Provided records:
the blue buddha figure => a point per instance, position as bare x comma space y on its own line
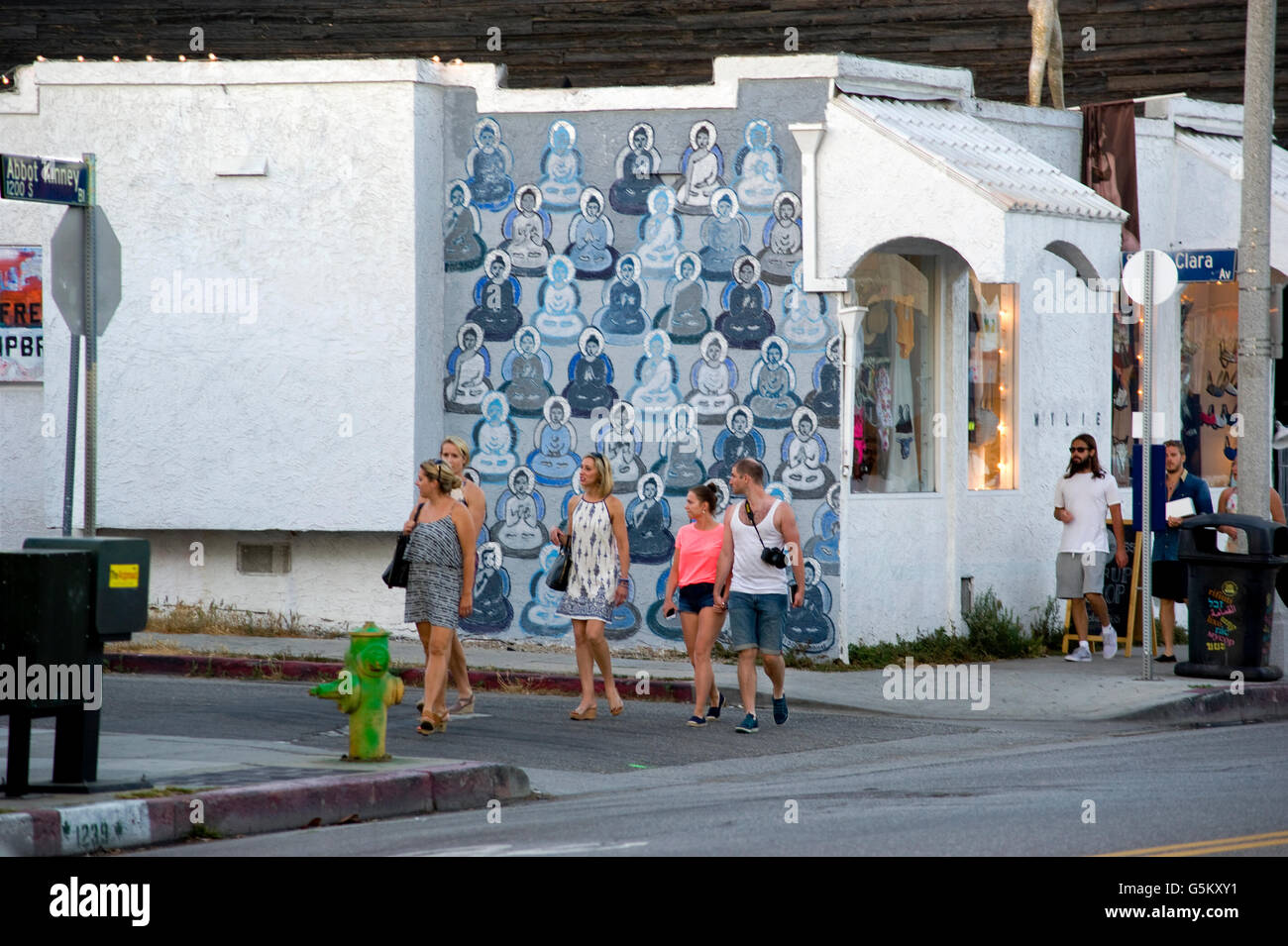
824, 546
619, 439
526, 373
648, 523
540, 617
660, 233
468, 370
745, 321
590, 237
639, 167
713, 378
684, 317
492, 610
824, 400
737, 441
463, 246
590, 376
681, 447
496, 299
805, 323
519, 511
554, 463
724, 236
558, 315
773, 381
804, 469
494, 437
527, 233
622, 317
488, 163
700, 167
759, 166
810, 626
657, 374
784, 240
561, 167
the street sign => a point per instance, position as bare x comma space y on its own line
47, 180
68, 269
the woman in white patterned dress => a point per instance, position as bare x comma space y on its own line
597, 583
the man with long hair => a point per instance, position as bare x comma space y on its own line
1083, 498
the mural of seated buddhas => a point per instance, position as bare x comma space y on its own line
554, 463
700, 167
488, 163
527, 233
737, 441
540, 617
590, 239
619, 439
496, 299
784, 240
809, 626
773, 379
660, 235
804, 469
684, 317
657, 374
648, 523
558, 315
713, 378
463, 246
824, 399
681, 447
494, 438
759, 166
824, 546
519, 511
468, 370
622, 317
526, 373
492, 610
561, 167
590, 376
805, 323
724, 236
746, 321
639, 168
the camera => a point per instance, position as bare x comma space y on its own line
773, 558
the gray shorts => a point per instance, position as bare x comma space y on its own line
1080, 573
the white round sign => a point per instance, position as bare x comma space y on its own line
1164, 277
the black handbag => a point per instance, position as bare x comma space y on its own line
395, 576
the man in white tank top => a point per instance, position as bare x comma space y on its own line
755, 591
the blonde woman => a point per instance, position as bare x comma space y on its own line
597, 583
441, 578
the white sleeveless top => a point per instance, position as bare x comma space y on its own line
750, 575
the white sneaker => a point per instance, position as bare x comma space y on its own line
1111, 640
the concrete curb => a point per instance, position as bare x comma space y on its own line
275, 806
268, 668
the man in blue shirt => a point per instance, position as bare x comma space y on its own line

Task prompt:
Turn every line of the rows above into a JSON list of strings, one string per line, with blank lines skipped and the pictures left out.

Reply:
[
  "the blue buddha figure => a point per instance, position as bare x comma space y on its own line",
  "824, 546",
  "619, 439",
  "526, 373",
  "648, 523",
  "540, 617",
  "660, 233",
  "468, 370",
  "745, 321",
  "590, 237",
  "639, 167",
  "713, 378",
  "684, 317",
  "492, 610",
  "824, 400",
  "737, 441",
  "463, 246",
  "590, 376",
  "681, 447",
  "496, 299",
  "805, 323",
  "519, 511",
  "554, 463",
  "724, 236",
  "558, 315",
  "773, 381",
  "804, 469",
  "494, 437",
  "527, 233",
  "622, 317",
  "488, 163",
  "700, 167",
  "759, 166",
  "810, 626",
  "657, 374",
  "784, 240",
  "561, 167",
  "the street sign => a point per instance, position as bare x comma space y on its own line",
  "47, 180",
  "68, 269",
  "the woman in white patterned dress => a point per instance, position as bare x comma space y on its own line",
  "597, 583",
  "the man with long hair => a point per instance, position as bare x comma space y on its own line",
  "1083, 498",
  "the mural of seated buddhas => a point per instance, position as bare x comma space y on its own line",
  "554, 463",
  "700, 167",
  "488, 163",
  "527, 233",
  "737, 441",
  "540, 617",
  "590, 239",
  "619, 439",
  "496, 299",
  "784, 240",
  "809, 626",
  "773, 379",
  "660, 235",
  "804, 469",
  "684, 317",
  "657, 374",
  "648, 523",
  "558, 315",
  "713, 378",
  "463, 246",
  "824, 399",
  "681, 447",
  "494, 438",
  "759, 166",
  "824, 546",
  "519, 511",
  "468, 370",
  "622, 317",
  "526, 373",
  "492, 610",
  "561, 167",
  "590, 376",
  "805, 323",
  "724, 236",
  "746, 321",
  "639, 168",
  "the camera => a point per instance, position as bare x comma space y on its own line",
  "773, 558",
  "the gray shorts => a point per instance, position as bare x comma space y on its own line",
  "1080, 573",
  "the white round sign => a point per instance, position as bare x comma space y on its own line",
  "1164, 277",
  "the black handbag => a point per instance, position as bare x comma space y on its own line",
  "395, 576",
  "the man in white tank top => a point per instance, position as bare x comma space y on its own line",
  "755, 591",
  "the blonde woman => a point per instance, position as bare x comma space y on its own line",
  "597, 583",
  "441, 578",
  "the white sleeveless top => a point per instance, position as bare x comma space y on its own line",
  "750, 575",
  "the white sneaker => a point per instance, position as bare x comma space y on its own line",
  "1111, 640",
  "the concrete curb => a point per instance, position as bare x comma space y on its own line",
  "275, 806",
  "268, 668",
  "the man in blue shirt => a point per instance, position as bare x comma space y on its own line"
]